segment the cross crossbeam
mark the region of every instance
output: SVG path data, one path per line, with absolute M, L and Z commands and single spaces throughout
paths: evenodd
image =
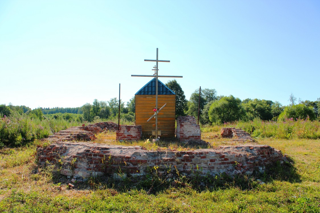
M 163 108 L 165 107 L 165 105 L 167 105 L 167 103 L 166 103 L 164 105 L 162 106 L 162 107 L 160 108 L 160 109 L 159 109 L 159 110 L 157 110 L 155 112 L 155 114 L 153 114 L 153 115 L 151 116 L 151 117 L 150 118 L 148 119 L 148 120 L 147 121 L 147 122 L 148 123 L 150 120 L 152 119 L 156 115 L 158 115 L 158 113 L 159 113 L 159 112 L 160 112 L 160 111 L 161 111 L 161 110 L 162 110 L 163 109 Z
M 156 59 L 156 60 L 149 60 L 147 59 L 144 59 L 145 61 L 154 61 L 156 62 L 156 66 L 153 67 L 155 69 L 152 70 L 155 71 L 155 74 L 153 75 L 131 75 L 131 76 L 135 77 L 153 77 L 156 78 L 156 111 L 155 112 L 154 114 L 149 118 L 147 121 L 148 122 L 151 118 L 154 117 L 156 118 L 156 138 L 158 137 L 158 113 L 159 111 L 161 110 L 164 107 L 166 103 L 161 107 L 159 110 L 158 110 L 158 78 L 160 77 L 165 78 L 182 78 L 182 76 L 174 76 L 169 75 L 158 75 L 158 71 L 159 69 L 158 66 L 158 62 L 170 62 L 170 61 L 165 60 L 159 60 L 158 59 L 158 48 L 157 48 L 157 55 Z

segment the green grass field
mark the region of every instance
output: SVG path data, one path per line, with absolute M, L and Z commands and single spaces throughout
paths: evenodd
M 217 138 L 215 134 L 203 133 L 203 139 L 212 147 L 236 144 Z M 98 136 L 97 142 L 120 144 L 114 141 L 114 133 Z M 110 186 L 93 179 L 69 189 L 70 180 L 58 174 L 52 166 L 38 168 L 35 144 L 39 142 L 28 147 L 0 149 L 0 212 L 320 212 L 320 140 L 256 140 L 258 144 L 287 154 L 294 177 L 262 175 L 259 178 L 264 179 L 266 184 L 252 184 L 250 190 L 232 182 L 202 190 L 186 184 L 149 194 L 147 190 L 124 189 L 116 185 L 125 183 Z M 143 141 L 136 145 L 164 148 L 163 144 Z M 177 143 L 167 145 L 164 146 L 172 149 L 188 148 Z M 254 177 L 252 180 L 254 181 Z

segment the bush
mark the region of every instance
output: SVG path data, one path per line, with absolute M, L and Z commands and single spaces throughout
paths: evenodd
M 11 110 L 9 107 L 5 105 L 5 104 L 0 105 L 0 118 L 3 118 L 4 116 L 9 116 L 11 114 Z
M 313 108 L 304 104 L 300 104 L 286 107 L 278 119 L 279 121 L 284 121 L 287 118 L 297 120 L 305 120 L 308 118 L 312 121 L 316 119 L 316 114 Z
M 209 119 L 212 123 L 223 123 L 240 120 L 244 117 L 245 111 L 241 100 L 230 95 L 214 101 L 209 109 Z

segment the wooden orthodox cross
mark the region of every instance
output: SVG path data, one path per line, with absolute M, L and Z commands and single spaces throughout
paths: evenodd
M 158 48 L 157 48 L 157 56 L 156 59 L 156 60 L 148 60 L 144 59 L 145 61 L 155 61 L 156 62 L 156 66 L 154 67 L 154 69 L 152 70 L 155 70 L 155 74 L 151 75 L 131 75 L 132 76 L 138 77 L 156 77 L 156 110 L 154 114 L 153 115 L 151 118 L 149 118 L 148 121 L 149 121 L 152 118 L 154 117 L 156 118 L 156 138 L 158 137 L 158 114 L 159 111 L 164 107 L 166 104 L 164 104 L 159 110 L 158 110 L 158 78 L 159 77 L 164 77 L 166 78 L 182 78 L 182 76 L 173 76 L 169 75 L 158 75 L 158 71 L 159 70 L 158 66 L 158 62 L 170 62 L 170 61 L 165 61 L 163 60 L 159 60 L 158 59 Z

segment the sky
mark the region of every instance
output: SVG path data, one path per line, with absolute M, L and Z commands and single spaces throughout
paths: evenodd
M 187 99 L 320 97 L 318 1 L 0 1 L 0 104 L 129 101 L 159 74 Z M 172 78 L 159 78 L 165 83 Z

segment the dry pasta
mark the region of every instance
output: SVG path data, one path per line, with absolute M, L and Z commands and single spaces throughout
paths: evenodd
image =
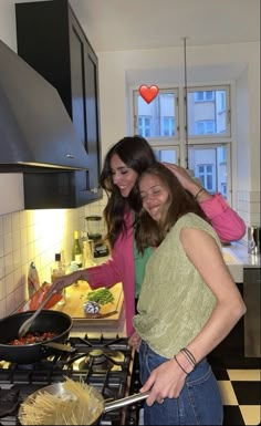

····················

> **Written instruction**
Copy out the stretch of the entries from the line containing "segment the dry pasta" through the end of the entries, with nothing changed. Leave the pictures out.

> **Result of this exercise**
segment the dry pasta
mark the region of every instance
output: SVG path data, one path per line, with absolute M, L and Z commands and single spaces throughout
paths: evenodd
image =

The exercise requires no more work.